Take the line that contains "If you could segment every instance of the multi-story" and all lines after it, up to and including the last line of the data, and write them out exactly; nothing else belongs in the answer.
— start of Raw data —
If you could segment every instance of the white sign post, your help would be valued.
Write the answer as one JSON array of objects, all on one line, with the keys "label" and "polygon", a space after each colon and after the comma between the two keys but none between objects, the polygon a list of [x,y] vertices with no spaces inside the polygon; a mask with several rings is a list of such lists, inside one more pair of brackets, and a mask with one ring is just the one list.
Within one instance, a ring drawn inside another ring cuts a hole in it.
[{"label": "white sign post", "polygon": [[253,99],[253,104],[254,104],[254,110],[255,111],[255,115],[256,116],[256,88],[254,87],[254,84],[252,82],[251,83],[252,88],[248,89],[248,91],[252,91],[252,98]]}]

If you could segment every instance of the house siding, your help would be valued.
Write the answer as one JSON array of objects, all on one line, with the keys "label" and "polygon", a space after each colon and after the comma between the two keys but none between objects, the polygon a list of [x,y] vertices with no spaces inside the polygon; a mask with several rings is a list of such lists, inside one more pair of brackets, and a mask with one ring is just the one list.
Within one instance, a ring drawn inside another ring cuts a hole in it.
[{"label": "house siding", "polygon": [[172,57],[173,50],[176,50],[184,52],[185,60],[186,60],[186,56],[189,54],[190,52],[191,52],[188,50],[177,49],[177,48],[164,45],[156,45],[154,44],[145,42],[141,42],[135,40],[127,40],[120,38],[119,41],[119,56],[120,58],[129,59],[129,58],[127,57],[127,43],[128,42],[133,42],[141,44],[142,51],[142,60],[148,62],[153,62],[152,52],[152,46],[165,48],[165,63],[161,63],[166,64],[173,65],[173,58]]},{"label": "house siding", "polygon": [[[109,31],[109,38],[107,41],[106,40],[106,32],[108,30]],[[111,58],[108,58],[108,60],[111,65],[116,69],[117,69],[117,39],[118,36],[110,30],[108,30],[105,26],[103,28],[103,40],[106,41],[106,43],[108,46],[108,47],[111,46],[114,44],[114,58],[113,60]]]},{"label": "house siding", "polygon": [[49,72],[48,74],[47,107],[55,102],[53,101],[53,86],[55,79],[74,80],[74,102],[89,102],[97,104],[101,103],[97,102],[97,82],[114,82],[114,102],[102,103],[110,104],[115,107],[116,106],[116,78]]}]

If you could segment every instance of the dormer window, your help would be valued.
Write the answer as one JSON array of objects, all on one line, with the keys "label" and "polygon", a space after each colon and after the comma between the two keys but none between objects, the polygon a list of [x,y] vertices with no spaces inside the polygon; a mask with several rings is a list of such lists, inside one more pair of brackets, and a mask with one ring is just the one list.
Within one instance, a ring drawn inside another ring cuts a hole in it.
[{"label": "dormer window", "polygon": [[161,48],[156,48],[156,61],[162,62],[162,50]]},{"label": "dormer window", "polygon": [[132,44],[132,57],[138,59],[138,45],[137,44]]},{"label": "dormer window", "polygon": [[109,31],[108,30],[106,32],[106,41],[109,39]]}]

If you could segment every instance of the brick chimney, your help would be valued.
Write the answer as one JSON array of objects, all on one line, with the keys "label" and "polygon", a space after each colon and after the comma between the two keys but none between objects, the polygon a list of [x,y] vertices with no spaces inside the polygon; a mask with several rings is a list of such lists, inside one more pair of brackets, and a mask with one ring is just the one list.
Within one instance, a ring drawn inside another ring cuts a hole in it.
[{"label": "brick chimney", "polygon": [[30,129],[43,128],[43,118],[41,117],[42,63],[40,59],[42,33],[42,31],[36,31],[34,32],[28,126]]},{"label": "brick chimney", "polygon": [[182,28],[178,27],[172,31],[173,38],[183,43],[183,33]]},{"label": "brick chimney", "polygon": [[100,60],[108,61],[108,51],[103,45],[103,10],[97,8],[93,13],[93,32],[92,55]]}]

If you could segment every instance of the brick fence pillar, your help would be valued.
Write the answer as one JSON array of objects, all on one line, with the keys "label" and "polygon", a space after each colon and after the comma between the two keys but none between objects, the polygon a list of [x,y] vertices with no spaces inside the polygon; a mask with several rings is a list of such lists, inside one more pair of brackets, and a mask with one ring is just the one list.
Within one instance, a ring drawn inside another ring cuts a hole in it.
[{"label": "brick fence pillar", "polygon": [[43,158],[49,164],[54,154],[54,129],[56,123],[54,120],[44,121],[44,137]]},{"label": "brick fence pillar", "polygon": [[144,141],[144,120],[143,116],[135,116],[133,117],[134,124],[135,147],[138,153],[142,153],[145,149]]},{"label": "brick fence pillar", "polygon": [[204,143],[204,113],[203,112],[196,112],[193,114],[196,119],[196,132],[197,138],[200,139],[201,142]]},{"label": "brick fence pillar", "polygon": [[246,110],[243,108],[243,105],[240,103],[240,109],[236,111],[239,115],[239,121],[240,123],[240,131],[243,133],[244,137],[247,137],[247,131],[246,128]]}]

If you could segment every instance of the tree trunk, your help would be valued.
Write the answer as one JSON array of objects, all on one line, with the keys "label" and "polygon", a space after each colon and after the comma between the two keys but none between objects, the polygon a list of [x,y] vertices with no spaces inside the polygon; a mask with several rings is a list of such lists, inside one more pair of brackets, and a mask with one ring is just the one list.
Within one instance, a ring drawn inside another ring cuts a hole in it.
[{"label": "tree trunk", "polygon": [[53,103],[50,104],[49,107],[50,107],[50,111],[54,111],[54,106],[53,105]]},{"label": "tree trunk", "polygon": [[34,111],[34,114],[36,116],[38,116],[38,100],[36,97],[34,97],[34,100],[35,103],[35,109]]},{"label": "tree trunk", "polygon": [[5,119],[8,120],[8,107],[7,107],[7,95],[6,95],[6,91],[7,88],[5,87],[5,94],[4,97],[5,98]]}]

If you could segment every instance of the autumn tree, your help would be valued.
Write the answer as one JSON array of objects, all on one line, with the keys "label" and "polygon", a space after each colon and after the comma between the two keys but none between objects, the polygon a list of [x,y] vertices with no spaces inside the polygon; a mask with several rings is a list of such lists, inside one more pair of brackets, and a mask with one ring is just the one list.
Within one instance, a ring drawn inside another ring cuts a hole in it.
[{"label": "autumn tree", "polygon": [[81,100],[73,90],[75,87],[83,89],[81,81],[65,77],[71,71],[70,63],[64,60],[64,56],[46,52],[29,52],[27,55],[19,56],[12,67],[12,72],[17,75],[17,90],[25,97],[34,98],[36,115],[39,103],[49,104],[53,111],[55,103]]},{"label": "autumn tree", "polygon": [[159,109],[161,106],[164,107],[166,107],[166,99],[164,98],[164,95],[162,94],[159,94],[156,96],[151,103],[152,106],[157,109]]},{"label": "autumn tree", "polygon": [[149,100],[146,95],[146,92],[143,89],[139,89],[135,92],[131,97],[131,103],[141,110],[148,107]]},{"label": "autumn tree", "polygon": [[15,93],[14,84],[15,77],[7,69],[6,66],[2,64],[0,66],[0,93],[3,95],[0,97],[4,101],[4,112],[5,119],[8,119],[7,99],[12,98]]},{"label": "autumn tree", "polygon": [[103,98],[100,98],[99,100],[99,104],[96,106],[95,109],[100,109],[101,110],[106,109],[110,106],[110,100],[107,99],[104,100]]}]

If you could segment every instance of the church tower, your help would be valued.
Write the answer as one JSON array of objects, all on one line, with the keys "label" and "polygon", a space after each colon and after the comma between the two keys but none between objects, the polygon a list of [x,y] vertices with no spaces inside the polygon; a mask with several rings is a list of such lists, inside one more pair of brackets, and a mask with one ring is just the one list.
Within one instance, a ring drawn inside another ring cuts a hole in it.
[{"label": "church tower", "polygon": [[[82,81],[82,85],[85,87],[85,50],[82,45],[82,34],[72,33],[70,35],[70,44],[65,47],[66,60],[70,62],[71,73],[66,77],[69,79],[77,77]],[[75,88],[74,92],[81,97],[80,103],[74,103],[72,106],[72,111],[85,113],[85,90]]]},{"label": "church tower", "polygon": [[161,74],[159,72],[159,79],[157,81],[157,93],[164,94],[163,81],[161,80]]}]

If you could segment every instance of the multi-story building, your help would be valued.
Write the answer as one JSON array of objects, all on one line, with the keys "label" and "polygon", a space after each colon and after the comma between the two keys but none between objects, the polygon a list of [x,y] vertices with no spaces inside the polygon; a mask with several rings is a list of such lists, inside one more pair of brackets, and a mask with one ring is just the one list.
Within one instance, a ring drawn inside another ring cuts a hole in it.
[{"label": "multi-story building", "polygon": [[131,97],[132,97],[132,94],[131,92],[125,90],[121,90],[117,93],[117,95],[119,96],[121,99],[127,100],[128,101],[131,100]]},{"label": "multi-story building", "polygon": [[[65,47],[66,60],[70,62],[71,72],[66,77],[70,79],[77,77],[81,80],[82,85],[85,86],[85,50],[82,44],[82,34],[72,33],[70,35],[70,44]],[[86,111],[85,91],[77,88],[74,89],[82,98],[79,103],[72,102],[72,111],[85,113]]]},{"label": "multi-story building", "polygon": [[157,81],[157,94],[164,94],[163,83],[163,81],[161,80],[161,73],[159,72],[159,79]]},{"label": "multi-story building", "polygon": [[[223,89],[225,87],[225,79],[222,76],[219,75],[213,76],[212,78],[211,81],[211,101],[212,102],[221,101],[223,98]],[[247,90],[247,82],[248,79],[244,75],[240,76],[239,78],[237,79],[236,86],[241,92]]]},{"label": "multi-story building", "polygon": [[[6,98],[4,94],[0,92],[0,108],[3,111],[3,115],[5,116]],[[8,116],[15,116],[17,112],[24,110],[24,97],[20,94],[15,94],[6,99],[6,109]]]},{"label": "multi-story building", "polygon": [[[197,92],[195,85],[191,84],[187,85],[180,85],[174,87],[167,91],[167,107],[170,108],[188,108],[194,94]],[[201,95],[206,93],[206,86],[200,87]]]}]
— end of Raw data —
• **Answer for the task**
If you could segment every instance of the multi-story building, your help would be valued.
Write the answer as one JSON array of objects, all on one line, with the keys "label" and "polygon", a space after each colon and after the comma between the two keys but none between objects, the polygon a list of [x,y] vertices with no spaces inside the polygon; a mask with several rings is a list of such lists, inside one more pair of brackets, and a mask with one ring is just the one list.
Within one instance, a ring drawn inside another ring cuts a hole in it.
[{"label": "multi-story building", "polygon": [[131,97],[132,97],[132,94],[131,92],[125,90],[121,90],[117,93],[117,95],[119,96],[121,99],[127,100],[128,101],[131,100]]},{"label": "multi-story building", "polygon": [[[65,47],[66,60],[70,62],[71,72],[66,77],[70,79],[77,77],[81,80],[82,85],[85,86],[85,50],[82,44],[82,34],[72,33],[70,35],[70,44]],[[86,111],[85,91],[77,88],[74,89],[82,98],[79,103],[72,102],[72,111],[85,113]]]},{"label": "multi-story building", "polygon": [[157,81],[157,94],[164,94],[163,83],[163,81],[161,80],[161,73],[159,72],[159,79]]},{"label": "multi-story building", "polygon": [[[223,89],[225,87],[225,79],[222,76],[219,75],[213,76],[212,78],[211,81],[211,101],[212,102],[221,101],[223,98]],[[247,90],[247,82],[248,79],[244,75],[240,76],[239,78],[237,79],[236,86],[241,92]]]},{"label": "multi-story building", "polygon": [[[6,98],[4,94],[0,92],[0,108],[3,111],[3,115],[5,116]],[[8,116],[15,116],[17,112],[24,110],[24,97],[20,94],[15,94],[6,99],[6,109]]]},{"label": "multi-story building", "polygon": [[[197,92],[195,85],[191,84],[187,85],[180,85],[174,87],[167,91],[167,107],[170,108],[188,108],[194,94]],[[201,95],[206,93],[206,86],[200,87]]]}]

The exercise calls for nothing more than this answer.